** Opening Recorded information block **

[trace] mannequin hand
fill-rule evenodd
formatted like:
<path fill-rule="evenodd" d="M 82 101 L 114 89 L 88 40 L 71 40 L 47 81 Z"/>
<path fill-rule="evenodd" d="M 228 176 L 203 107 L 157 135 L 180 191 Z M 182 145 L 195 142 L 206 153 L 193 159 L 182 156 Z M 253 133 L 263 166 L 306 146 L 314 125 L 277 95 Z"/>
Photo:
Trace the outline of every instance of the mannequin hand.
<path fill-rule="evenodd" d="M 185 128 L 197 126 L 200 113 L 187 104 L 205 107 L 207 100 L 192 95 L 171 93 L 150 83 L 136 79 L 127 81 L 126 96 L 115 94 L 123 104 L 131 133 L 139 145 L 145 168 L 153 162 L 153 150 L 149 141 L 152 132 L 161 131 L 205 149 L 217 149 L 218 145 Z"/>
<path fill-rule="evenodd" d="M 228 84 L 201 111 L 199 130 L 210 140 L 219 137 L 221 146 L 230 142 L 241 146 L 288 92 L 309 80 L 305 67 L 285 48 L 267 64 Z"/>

** Closing Recorded information block **

# [Task details]
Reproduce all of the listing, exactly as given.

# [Result of this exercise]
[trace] mannequin hand
fill-rule evenodd
formatted like:
<path fill-rule="evenodd" d="M 82 101 L 114 89 L 88 40 L 71 40 L 47 81 Z"/>
<path fill-rule="evenodd" d="M 228 176 L 203 107 L 157 135 L 180 191 Z M 182 145 L 195 142 L 206 153 L 193 159 L 182 156 Z M 253 133 L 263 166 L 306 146 L 314 125 L 277 95 Z"/>
Photo:
Trace the outline of every instance of the mannequin hand.
<path fill-rule="evenodd" d="M 185 128 L 197 126 L 200 113 L 187 104 L 205 107 L 207 100 L 192 95 L 171 93 L 150 83 L 136 79 L 127 81 L 126 96 L 115 94 L 123 104 L 131 133 L 139 145 L 145 168 L 153 162 L 153 150 L 149 141 L 152 132 L 161 131 L 205 149 L 217 149 L 218 145 Z"/>
<path fill-rule="evenodd" d="M 228 84 L 201 111 L 199 130 L 210 140 L 219 137 L 221 146 L 230 142 L 241 146 L 288 92 L 309 80 L 305 67 L 285 48 L 267 64 Z"/>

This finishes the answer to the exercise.